● **Document extract**:
————

Sensors: How Your Car Knows What to Do

It is no secret that modern vehicles are effectively computers with wheels. Old mechanics often bemoan the new electronics, and the recent chip shortage might have everyone questioning why cars need so many high-tech features, so we thought we would take some time to explore some of the key sensors in your car, truck, or SUV. While it may not be obvious during regular use (though it quickly becomes clear if you have experienced a malfunctioning sensor), the countless sensors and computers play a key role in extracting efficient power from your engine. Without them, your car wouldn’t know what to do.

Modern cars have dozens, if not hundreds, of sensors measuring everything from how cold it is outside to whether your seat belts are buckled. However, we are going to be looking at the key sensors your engine needs to produce maximum power while controlling fuel consumption and reducing emissions. These sensors all feed information to the ECU (engine control unit), which then adjusts engine performance appropriately. This is what allows modern vehicles to function reliably across a wide range of weather conditions, altitudes, and more while lasting longer and enjoying superior performance than engines of old.

Measuring Air and Fuel

The internal combustion engine generates power by igniting a mixture of air and fuel. It’s a fairly simple process that was first demonstrated over 150 years ago. However, while you can simply stuff random amounts of air and fuel into a cylinder and hope for the best, like any chemical reaction, it becomes more effective when precise ratios are combined. For modern cars, that is primarily done by measuring how much air is being fed into the engine in order to meter out the correct amount of fuel––and that takes sensors. Lots of sensors.

Mass Air Flow Sensor (MAF)

The MAF measures how much air is passing through the air intake and is positioned close to the start of the intake. This sensor has evolved quite a bit over the years, but most modern engines use a hot wire sensor. A clever piece of engineering, the hot wire sensor has no moving parts. Instead, it measures airflow based on the electrical resistance of a heated wire––greater airflow will cool the wire, decreasing its resistance. The result is a compact and low-maintenance sensor.

The hot wire MAF replaced two separate sensors used in older vehicles: the VAF (Volume Air Flow) and the IAT (Intake Air Temperature). This is because the VAF could only measure the volume of the air rather than the mass of the air. Since air density changes depending on departure, the same volume will have more oxygen on a colder day. The IAT provided the information needed to calculate the actual volume of the air going to the engine.

Manifold Absolute Pressure (MAP)

————

● **Recorded information**:

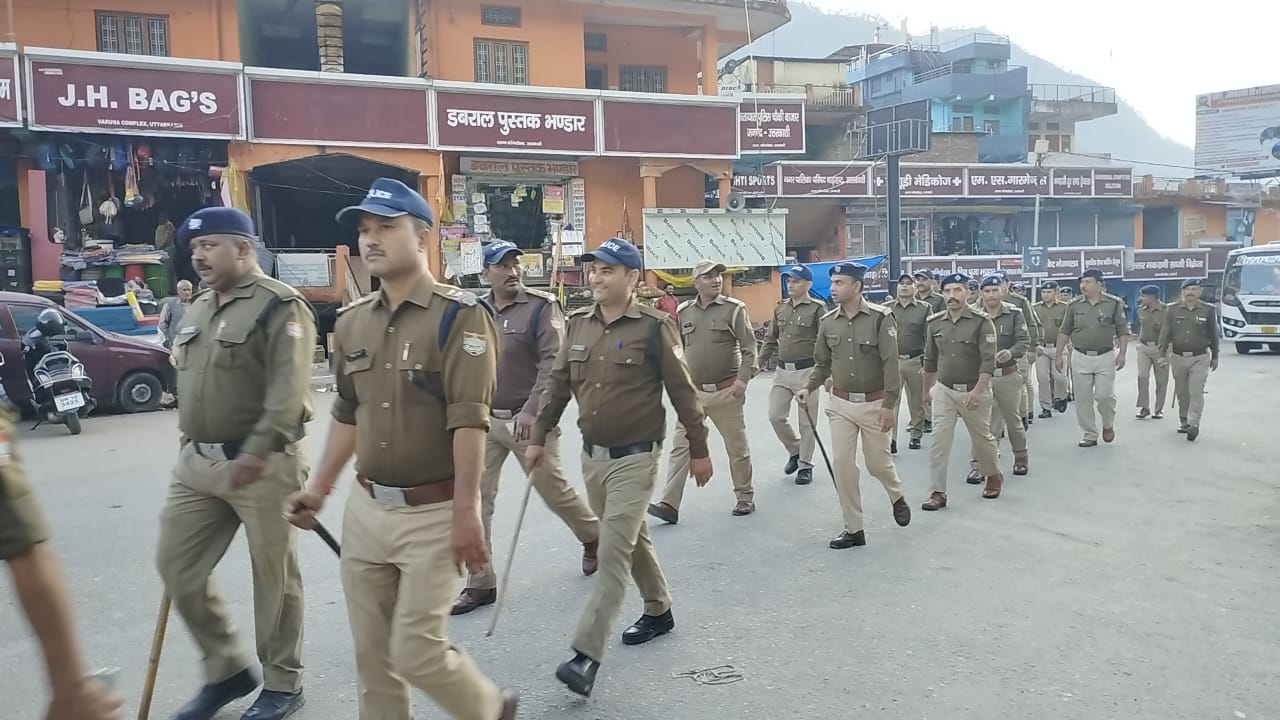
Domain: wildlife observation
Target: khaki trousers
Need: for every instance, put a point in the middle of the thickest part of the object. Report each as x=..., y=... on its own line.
x=549, y=482
x=1189, y=378
x=1148, y=360
x=786, y=384
x=200, y=518
x=400, y=580
x=1095, y=379
x=1052, y=382
x=726, y=413
x=913, y=390
x=620, y=492
x=850, y=422
x=947, y=408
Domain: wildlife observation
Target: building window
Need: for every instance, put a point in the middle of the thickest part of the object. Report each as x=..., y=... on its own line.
x=502, y=63
x=132, y=35
x=499, y=16
x=641, y=78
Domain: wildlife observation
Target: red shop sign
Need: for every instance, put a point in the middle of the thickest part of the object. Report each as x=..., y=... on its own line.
x=101, y=92
x=515, y=122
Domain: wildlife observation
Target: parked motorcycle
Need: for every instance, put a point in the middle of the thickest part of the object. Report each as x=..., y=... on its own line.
x=60, y=390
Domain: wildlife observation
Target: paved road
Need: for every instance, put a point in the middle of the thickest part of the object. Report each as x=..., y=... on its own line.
x=1130, y=580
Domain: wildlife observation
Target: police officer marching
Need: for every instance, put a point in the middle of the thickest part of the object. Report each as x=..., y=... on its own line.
x=1192, y=342
x=960, y=356
x=720, y=350
x=616, y=358
x=1151, y=359
x=858, y=351
x=415, y=368
x=530, y=328
x=912, y=315
x=792, y=335
x=243, y=358
x=1098, y=331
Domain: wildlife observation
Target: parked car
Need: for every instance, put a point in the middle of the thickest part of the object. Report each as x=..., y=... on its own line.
x=128, y=374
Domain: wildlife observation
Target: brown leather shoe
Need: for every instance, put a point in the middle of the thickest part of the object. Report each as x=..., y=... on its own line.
x=471, y=598
x=590, y=563
x=937, y=501
x=993, y=484
x=901, y=513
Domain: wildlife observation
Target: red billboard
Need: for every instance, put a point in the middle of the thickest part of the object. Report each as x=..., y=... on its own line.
x=515, y=122
x=152, y=96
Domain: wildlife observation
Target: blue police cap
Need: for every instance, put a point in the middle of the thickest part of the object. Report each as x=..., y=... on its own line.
x=389, y=199
x=615, y=251
x=498, y=251
x=849, y=269
x=799, y=272
x=215, y=220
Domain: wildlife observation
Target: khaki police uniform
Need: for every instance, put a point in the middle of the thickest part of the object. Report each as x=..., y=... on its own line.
x=525, y=358
x=1191, y=338
x=912, y=319
x=1093, y=329
x=960, y=351
x=616, y=372
x=1051, y=381
x=859, y=352
x=792, y=336
x=720, y=350
x=406, y=395
x=1151, y=323
x=245, y=379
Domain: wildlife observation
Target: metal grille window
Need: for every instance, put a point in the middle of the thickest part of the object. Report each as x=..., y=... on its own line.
x=132, y=35
x=502, y=62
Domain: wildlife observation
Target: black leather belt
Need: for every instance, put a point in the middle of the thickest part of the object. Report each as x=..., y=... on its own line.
x=617, y=452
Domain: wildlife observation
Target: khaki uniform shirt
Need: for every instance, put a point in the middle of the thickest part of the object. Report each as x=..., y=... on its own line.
x=241, y=379
x=1095, y=327
x=794, y=331
x=616, y=370
x=1151, y=322
x=1051, y=320
x=22, y=524
x=960, y=350
x=525, y=352
x=718, y=341
x=859, y=352
x=403, y=392
x=1189, y=329
x=912, y=320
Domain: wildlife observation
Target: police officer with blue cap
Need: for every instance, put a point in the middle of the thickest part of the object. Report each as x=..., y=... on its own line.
x=416, y=374
x=243, y=364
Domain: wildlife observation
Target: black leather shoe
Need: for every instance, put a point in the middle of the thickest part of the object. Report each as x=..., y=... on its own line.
x=579, y=674
x=215, y=696
x=274, y=705
x=792, y=465
x=648, y=627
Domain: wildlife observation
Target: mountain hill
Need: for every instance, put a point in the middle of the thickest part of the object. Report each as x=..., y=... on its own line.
x=1127, y=136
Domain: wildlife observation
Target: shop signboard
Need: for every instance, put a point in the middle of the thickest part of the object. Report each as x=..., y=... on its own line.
x=310, y=108
x=72, y=90
x=661, y=126
x=771, y=124
x=544, y=121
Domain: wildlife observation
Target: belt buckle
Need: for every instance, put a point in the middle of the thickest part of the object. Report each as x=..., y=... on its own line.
x=388, y=496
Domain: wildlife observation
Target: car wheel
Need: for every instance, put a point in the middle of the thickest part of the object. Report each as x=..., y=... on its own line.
x=140, y=392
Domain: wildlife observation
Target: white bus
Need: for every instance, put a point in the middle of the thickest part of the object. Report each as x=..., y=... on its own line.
x=1251, y=297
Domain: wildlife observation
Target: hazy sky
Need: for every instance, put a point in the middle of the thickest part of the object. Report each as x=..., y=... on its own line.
x=1157, y=57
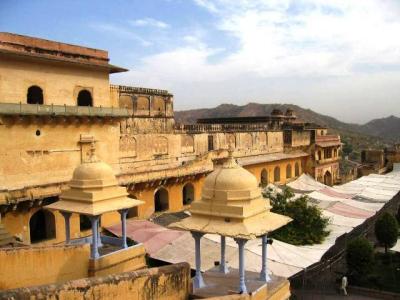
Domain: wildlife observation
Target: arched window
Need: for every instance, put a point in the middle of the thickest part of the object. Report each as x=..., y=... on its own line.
x=328, y=178
x=289, y=171
x=277, y=174
x=34, y=95
x=319, y=155
x=296, y=169
x=84, y=223
x=161, y=201
x=85, y=98
x=188, y=193
x=42, y=226
x=264, y=177
x=133, y=211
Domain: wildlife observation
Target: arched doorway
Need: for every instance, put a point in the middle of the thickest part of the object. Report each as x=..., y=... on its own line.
x=84, y=223
x=85, y=98
x=42, y=226
x=188, y=193
x=289, y=171
x=264, y=177
x=34, y=95
x=161, y=202
x=328, y=178
x=133, y=211
x=277, y=174
x=296, y=169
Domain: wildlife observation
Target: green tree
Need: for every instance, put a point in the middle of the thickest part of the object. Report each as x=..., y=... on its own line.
x=308, y=226
x=386, y=230
x=359, y=257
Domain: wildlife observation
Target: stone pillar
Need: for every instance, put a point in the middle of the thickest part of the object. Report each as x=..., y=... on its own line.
x=99, y=243
x=67, y=216
x=242, y=269
x=223, y=267
x=264, y=269
x=198, y=281
x=123, y=213
x=94, y=253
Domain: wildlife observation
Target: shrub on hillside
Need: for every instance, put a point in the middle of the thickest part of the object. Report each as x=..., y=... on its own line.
x=359, y=257
x=386, y=230
x=308, y=226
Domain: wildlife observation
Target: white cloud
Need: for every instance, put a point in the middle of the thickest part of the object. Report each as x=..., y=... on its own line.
x=149, y=22
x=120, y=31
x=283, y=39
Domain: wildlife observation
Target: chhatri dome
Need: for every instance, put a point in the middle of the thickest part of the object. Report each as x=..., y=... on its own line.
x=231, y=206
x=93, y=191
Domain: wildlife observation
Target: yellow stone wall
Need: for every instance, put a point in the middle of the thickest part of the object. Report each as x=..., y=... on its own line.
x=24, y=267
x=174, y=194
x=27, y=158
x=270, y=167
x=60, y=82
x=165, y=283
x=125, y=260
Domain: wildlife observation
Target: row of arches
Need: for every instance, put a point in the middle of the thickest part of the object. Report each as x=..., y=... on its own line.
x=42, y=225
x=35, y=96
x=161, y=197
x=139, y=104
x=277, y=173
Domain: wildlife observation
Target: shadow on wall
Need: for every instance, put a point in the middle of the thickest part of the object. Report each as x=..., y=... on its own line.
x=167, y=282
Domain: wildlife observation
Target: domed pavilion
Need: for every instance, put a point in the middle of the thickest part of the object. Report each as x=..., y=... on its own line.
x=231, y=206
x=94, y=191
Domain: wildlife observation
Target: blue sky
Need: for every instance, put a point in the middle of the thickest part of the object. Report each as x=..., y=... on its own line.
x=338, y=57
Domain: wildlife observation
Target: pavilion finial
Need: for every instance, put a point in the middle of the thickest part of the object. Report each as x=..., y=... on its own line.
x=92, y=154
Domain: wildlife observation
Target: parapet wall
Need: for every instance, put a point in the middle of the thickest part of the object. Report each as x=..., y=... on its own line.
x=168, y=282
x=30, y=266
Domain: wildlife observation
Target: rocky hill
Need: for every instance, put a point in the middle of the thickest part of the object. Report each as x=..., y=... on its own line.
x=374, y=134
x=388, y=128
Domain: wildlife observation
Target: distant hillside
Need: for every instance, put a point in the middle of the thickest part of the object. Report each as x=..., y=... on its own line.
x=256, y=109
x=388, y=128
x=375, y=134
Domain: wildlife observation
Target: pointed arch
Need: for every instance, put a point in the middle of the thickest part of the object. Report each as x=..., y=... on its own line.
x=84, y=98
x=264, y=177
x=277, y=174
x=297, y=169
x=34, y=95
x=289, y=171
x=161, y=200
x=188, y=193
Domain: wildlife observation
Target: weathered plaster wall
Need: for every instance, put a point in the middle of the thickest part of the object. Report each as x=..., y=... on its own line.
x=24, y=267
x=164, y=283
x=175, y=195
x=124, y=260
x=60, y=83
x=257, y=169
x=48, y=152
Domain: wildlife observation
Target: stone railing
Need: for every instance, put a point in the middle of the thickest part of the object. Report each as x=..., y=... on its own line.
x=61, y=110
x=139, y=90
x=328, y=139
x=196, y=128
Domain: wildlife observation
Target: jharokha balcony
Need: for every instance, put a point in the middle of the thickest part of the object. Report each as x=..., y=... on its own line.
x=20, y=109
x=328, y=139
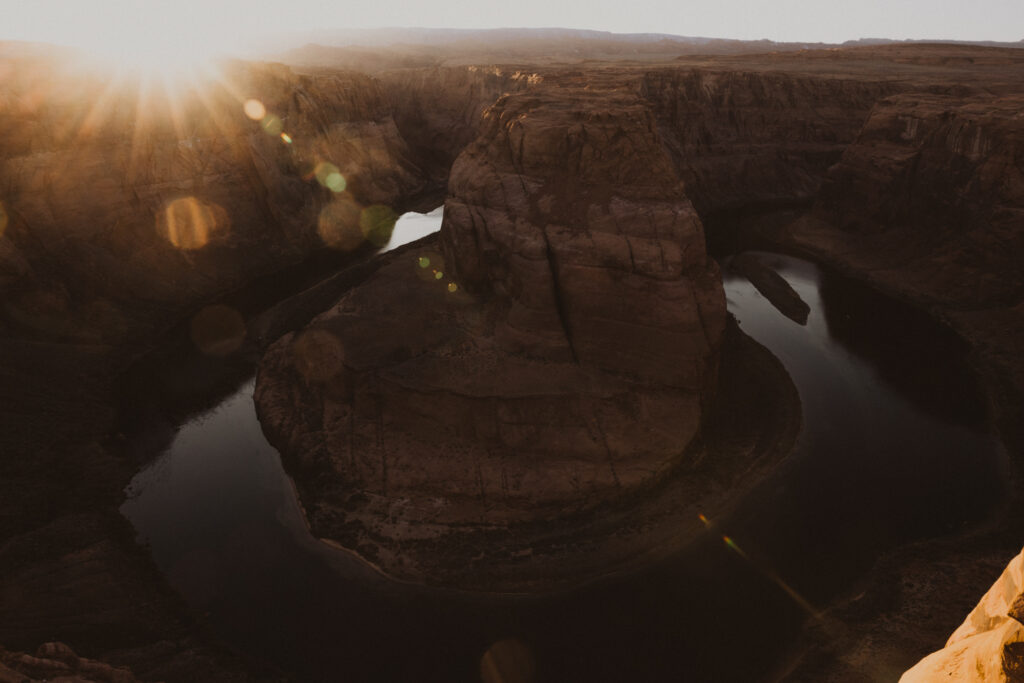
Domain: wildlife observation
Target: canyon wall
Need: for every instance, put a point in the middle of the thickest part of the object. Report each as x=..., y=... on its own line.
x=757, y=139
x=988, y=646
x=553, y=351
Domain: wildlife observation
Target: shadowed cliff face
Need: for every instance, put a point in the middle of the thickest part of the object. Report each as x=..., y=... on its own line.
x=439, y=111
x=944, y=173
x=126, y=203
x=554, y=351
x=566, y=214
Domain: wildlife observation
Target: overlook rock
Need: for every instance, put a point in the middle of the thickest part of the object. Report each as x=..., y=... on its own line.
x=555, y=350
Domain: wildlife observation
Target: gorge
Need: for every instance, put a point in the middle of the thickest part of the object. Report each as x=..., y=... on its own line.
x=559, y=358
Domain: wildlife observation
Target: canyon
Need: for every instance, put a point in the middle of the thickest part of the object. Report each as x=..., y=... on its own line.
x=466, y=411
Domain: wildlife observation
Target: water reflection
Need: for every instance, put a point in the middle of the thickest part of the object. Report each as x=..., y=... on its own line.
x=876, y=465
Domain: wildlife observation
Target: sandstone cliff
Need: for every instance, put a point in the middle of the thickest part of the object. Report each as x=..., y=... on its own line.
x=989, y=645
x=554, y=352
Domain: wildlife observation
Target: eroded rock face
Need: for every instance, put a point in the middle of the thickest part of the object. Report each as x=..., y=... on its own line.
x=568, y=215
x=743, y=138
x=554, y=352
x=989, y=645
x=57, y=662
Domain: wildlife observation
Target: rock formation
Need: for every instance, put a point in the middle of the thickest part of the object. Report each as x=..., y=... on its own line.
x=56, y=662
x=988, y=647
x=554, y=352
x=125, y=205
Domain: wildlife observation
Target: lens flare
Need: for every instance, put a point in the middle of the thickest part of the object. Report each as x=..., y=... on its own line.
x=254, y=110
x=508, y=660
x=329, y=176
x=428, y=265
x=271, y=125
x=377, y=222
x=189, y=223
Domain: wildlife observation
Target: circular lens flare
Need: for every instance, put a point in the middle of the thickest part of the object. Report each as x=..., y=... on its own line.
x=254, y=110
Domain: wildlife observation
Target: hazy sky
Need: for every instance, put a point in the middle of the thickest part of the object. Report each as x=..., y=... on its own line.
x=212, y=24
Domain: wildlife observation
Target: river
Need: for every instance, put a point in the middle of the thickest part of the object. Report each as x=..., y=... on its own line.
x=895, y=446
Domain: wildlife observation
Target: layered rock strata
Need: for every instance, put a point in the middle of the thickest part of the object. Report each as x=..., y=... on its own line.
x=555, y=351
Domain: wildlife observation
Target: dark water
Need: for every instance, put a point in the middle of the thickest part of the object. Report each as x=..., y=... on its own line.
x=895, y=446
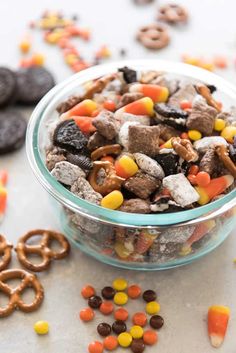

————

● **Requirements**:
• a. For each statement about the car sensors article, say yes or no depending on whether it agrees with the article, and quote the article's deciding words. (i) The hot wire sensor has moving parts. (ii) Greater airflow lowers the resistance of the heated wire. (iii) The MAF sits near the end of the air intake.
• b. Please continue the car sensors article from its last line.
The entries come from a separate source.

● **Answers below**:
• a.
(i) No: "the hot wire sensor has no moving parts"
(ii) Yes: "greater airflow will cool the wire, decreasing its resistance"
(iii) No: "is positioned close to the start of the intake"

• b.
The MAP also measures how much air is going into the engine but does so in a different manner than the MAF. As the name implies, the MAP measures the air pressure in the intake manifold. Since the manifold is a set size, knowing the pressure helps the car calculate how much air is entering the engine. Like a VAF, a MAP must be combined with a MAT (Mass Air Temperature) sensor to get a complete reading. Not all cars will have a MAP since the MAF is a more accurate way to measure intake air. However, the MAP has advantages for cars with forced induction since it can measure how much boost is being applied.

Oxygen Sensor (O2)

While the MAF and MAP can calculate how much air is going into the engine, modern cars don’t stop there. O2 sensors are incorporated into the exhaust to measure how efficient the combustion process is. There are generally two O2 sensors––an “upstream” sensor before the catalytic converter and a “downstream” sensor after the catalytic converter. The upstream O2 sensor can tell if the engine is running lean or rich and adjust the fuel/air mix appropriately. The downstream O2 sensor is primarily for emissions purposes. Its results are compared to those of the upstream sensor to measure the effectiveness of the catalytic converter.

Fuel Temperature Sensor (FTS)

The final aspect of the air/fuel mix is the fuel itself. In a modern fuel-injection car, the ECU has near-perfect control over the volume of fuel injected into the engine, so there is no need to measure it. However, just like air, fuel density changes with temperature. Cold fuel is more energy-dense than hot fuel, so knowing the fuel temperature is important to maximizing efficiency. The FTS is generally located in or near the fuel tank rather than under the hood.

A close up shows an O2 sensor, a camshaft position sensor, and a crankshaft position sensor on a table.

Measuring the Engine

In order to keep the engine running properly, modern cars use a variety of sensors to keep track of key mechanical components. All of the common warning lights have their own sensors, such as the ECT (Engine Coolant Temperature) sensor, the Oil Temperature Sensor, and the Oil Pressure Switch. However, there are also a number of sensors designed to report on key events to help fine-tune the combustion process.

Camshaft and Crankshaft Position Sensors

The crankshaft and camshafts are some of the most critical moving parts of the engine. The crankshaft dictates the position of the pistons, while the camshafts dictate the position of the intake and exhaust valves. Knowing the exact position of the crankshaft and camshafts as they rotate gives the ECU fine control over ignition timing, allowing a number of engineering tricks, such as advancing or retarding ignition timing or switching between the port and direct injection.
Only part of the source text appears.